According to the patch on binary division, how many files were changed and how many lines were inserted?

Selected text.
┌──

From 98a5a851bf7f92a51f1276c812f156ab7c03b570 Mon Sep 17 00:00:00 2001
From: VirdhatchaniKN <virdhatchani.narayanamoorthy@multicorewareinc.com>
Date: Wed, 10 Apr 2024 08:02:04 +0000
Subject: [PATCH] #7280: Add support for binary division

---
 docs/source/ttnn/ttnn/api.rst                 |  1 +
 docs/source/ttnn/ttnn/ttnn/binary_div.rst     |  6 ++
 .../python_api_testing/sweep_tests/op_map.py  |  4 +
 .../pytests/tt_dnn/test_composite.py          |  2 +
 .../sweep_tests/pytorch_ops.py                |  5 ++
 .../sweep_tests/tt_lib_ops.py                 |  1 +
 tests/ttnn/sweep_tests/sweeps/binary_div.py   | 81 +++++++++++++++++++
 .../unit_tests/operations/test_math_binary.py |  6 ++
 .../op_library/composite/composite_ops.cpp    | 20 +++++
 .../op_library/composite/composite_ops.hpp    |  5 ++
 .../tt_lib_bindings_tensor_composite_ops.cpp  | 14 ++++
 ttnn/ttnn/__init__.py                         |  1 +
 ttnn/ttnn/operations/math.py                  |  2 +
 13 files changed, 148 insertions(+)

└──

Data extract.
┌──

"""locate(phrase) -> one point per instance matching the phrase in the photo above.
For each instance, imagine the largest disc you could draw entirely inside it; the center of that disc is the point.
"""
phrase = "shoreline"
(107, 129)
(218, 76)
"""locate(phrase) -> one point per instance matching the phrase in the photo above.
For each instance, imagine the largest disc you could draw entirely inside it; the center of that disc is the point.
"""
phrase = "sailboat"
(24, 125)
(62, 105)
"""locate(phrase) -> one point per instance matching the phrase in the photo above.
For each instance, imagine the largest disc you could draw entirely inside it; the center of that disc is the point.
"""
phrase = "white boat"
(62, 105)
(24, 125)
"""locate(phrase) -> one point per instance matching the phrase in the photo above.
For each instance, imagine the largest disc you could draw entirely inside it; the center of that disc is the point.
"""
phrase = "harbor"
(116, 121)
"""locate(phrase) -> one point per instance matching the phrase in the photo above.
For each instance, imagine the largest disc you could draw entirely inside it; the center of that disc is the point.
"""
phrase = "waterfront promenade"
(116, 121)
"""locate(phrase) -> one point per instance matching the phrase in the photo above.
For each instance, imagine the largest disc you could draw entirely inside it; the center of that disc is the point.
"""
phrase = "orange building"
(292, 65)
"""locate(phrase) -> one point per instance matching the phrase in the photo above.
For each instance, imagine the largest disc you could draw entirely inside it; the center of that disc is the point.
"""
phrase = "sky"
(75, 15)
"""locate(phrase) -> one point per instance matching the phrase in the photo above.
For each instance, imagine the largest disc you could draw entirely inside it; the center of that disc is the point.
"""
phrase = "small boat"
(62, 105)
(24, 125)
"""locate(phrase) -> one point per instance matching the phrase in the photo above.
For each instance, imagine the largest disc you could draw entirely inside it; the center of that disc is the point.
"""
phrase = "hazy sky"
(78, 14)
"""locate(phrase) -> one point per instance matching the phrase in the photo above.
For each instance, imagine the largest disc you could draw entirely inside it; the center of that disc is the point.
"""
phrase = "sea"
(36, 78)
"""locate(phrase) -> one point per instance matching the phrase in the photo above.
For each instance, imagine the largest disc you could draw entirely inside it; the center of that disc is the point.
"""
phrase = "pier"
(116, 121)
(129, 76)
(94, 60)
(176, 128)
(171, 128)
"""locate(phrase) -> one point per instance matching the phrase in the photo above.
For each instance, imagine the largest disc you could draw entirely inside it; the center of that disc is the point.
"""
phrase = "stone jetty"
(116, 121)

└──

Written response.
13 files were changed, with 148 insertions.